** Source data follows **

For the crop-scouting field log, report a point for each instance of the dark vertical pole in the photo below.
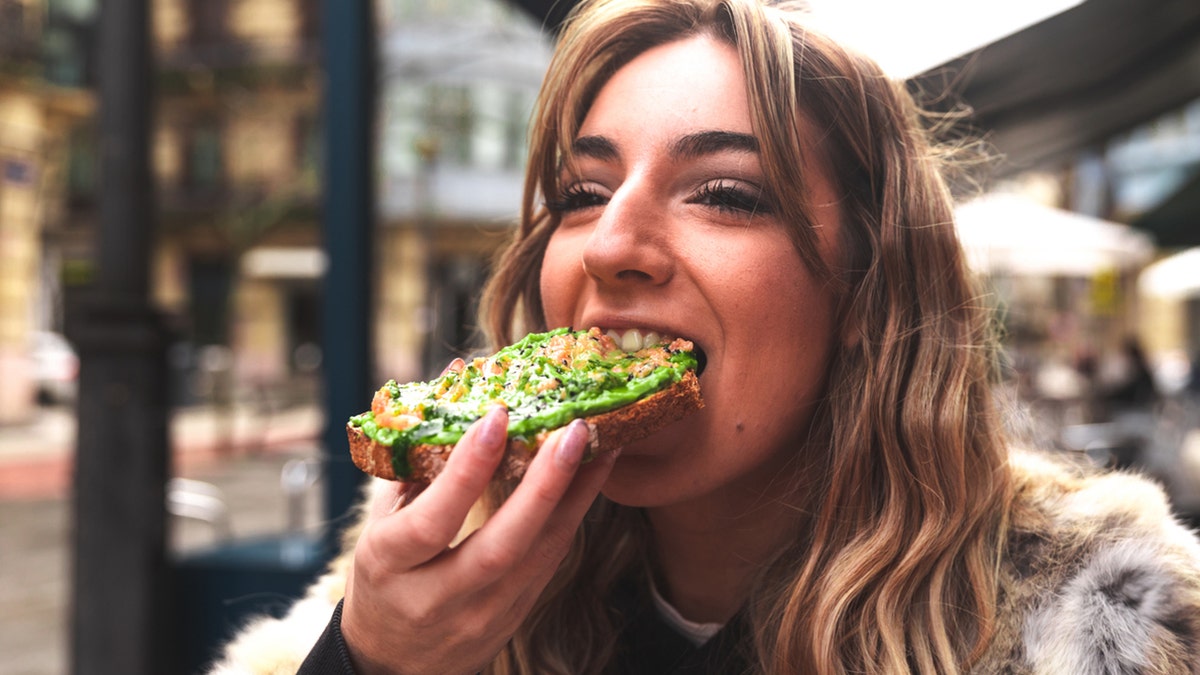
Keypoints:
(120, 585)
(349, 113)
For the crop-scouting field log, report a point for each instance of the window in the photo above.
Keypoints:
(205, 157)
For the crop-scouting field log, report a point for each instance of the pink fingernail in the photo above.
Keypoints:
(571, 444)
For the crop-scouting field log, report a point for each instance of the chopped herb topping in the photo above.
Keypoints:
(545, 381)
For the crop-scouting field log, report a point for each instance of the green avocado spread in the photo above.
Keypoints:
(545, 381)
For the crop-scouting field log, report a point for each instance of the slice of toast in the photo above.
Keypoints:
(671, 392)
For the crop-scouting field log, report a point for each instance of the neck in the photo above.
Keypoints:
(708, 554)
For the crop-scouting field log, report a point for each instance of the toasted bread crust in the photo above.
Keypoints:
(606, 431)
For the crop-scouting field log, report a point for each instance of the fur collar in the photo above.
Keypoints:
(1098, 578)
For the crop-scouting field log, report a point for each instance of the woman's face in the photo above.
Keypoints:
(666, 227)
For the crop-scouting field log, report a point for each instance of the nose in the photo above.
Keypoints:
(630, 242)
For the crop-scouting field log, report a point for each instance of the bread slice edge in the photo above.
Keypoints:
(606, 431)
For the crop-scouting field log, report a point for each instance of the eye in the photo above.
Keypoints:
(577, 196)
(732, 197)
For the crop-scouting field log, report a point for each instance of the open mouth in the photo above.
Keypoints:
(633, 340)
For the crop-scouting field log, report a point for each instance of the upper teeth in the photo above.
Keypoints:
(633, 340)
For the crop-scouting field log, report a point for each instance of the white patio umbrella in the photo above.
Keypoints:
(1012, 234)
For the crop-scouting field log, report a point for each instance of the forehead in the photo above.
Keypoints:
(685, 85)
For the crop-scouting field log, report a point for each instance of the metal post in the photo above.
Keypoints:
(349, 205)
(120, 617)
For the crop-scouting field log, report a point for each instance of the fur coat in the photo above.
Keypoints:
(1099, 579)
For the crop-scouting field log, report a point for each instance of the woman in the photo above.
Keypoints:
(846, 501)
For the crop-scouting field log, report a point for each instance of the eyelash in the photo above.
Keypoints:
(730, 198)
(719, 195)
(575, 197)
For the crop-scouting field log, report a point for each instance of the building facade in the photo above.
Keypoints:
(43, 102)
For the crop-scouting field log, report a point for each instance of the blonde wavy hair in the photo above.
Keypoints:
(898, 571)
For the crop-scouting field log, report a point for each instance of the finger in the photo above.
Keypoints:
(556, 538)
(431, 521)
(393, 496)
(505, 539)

** End of Source data **

What needs to be done -
Copy everything in the listing above exactly except the pictures.

Solution for this task -
For the crop-scouting field log, report a point for each instance of the dark vertical pole in the photo below.
Keypoints:
(120, 585)
(349, 113)
For the crop-scouting field log, report a point for each instance of the window in the photo above.
Keypoints:
(205, 157)
For the crop-scouting field log, report a point for each instance of the pink fingernail in the photo above.
Keypoints:
(571, 444)
For the crop-scouting field log, report a point for each instance of the chopped herb topping in the photo above.
Keypoints:
(545, 381)
For the crop-scouting field log, report a point for each instance of the green avocado spread in the photo above.
Keypoints:
(545, 381)
For the crop-scouting field log, report a point for each instance of the slice of toast in the photo above.
Keypoints:
(671, 392)
For the crop-scouting field log, report a point for each instance of the neck in the photo above.
Keypoints:
(708, 554)
For the crop-scouting field log, report a point for each instance of the toasted bread crust in the photo above.
Keypoints:
(606, 431)
For the crop-scouting field log, report a point for each instance of the fur collar in the photo above.
Keypoints:
(1098, 578)
For the crop-scouting field log, report a point for each instance of the woman's face in the photo above.
Keypoints:
(666, 227)
For the crop-scouting field log, report a point for each instance of the nose in the photo above.
Keypoints:
(630, 242)
For the crop-scouting field log, report a point for each instance of the bread slice edge in the photo above.
Keypoints:
(606, 431)
For the crop-scouting field log, report a point for each instance of the eye in the photo above.
Keypoints:
(577, 196)
(732, 197)
For the crop-scouting field log, report a point for each instance of the open mouth in the photo above.
Keypoints:
(633, 340)
For the crop-scouting field log, report a point for each instance of the upper teeth in the photo above.
Keypoints:
(633, 340)
For the crop-scouting field log, report a point for each instance of the white patio umbrella in the photo above.
Keypoints:
(1012, 234)
For the crop-scouting field log, report a point for each instance of the forehead in the photo above.
Keypoints:
(685, 85)
For the crop-scouting field log, report a point for each instance of the metal post in the photo above.
Keypoints:
(349, 205)
(120, 617)
For the crop-scouting field log, report a point for each instance of the fur coat in the photo above.
Keypoints:
(1099, 579)
For the crop-scouting field log, report a point for each instance of the woman in the photo above.
Keypoints:
(846, 501)
For the crop-scouting field log, report a point for each instance of the eyelash in the photo above.
Keypoints:
(730, 198)
(719, 195)
(575, 197)
For the crop-scouting field log, report a point for each instance of the building facade in the photo above.
Keypoints:
(43, 102)
For the crop-scouting field log, report a point for each instance of the blonde wavy hair in the photo above.
Keypoints:
(898, 571)
For the crop-scouting field log, report a point for each instance of the finger in the photo above.
Keypoints:
(556, 538)
(431, 521)
(393, 496)
(505, 539)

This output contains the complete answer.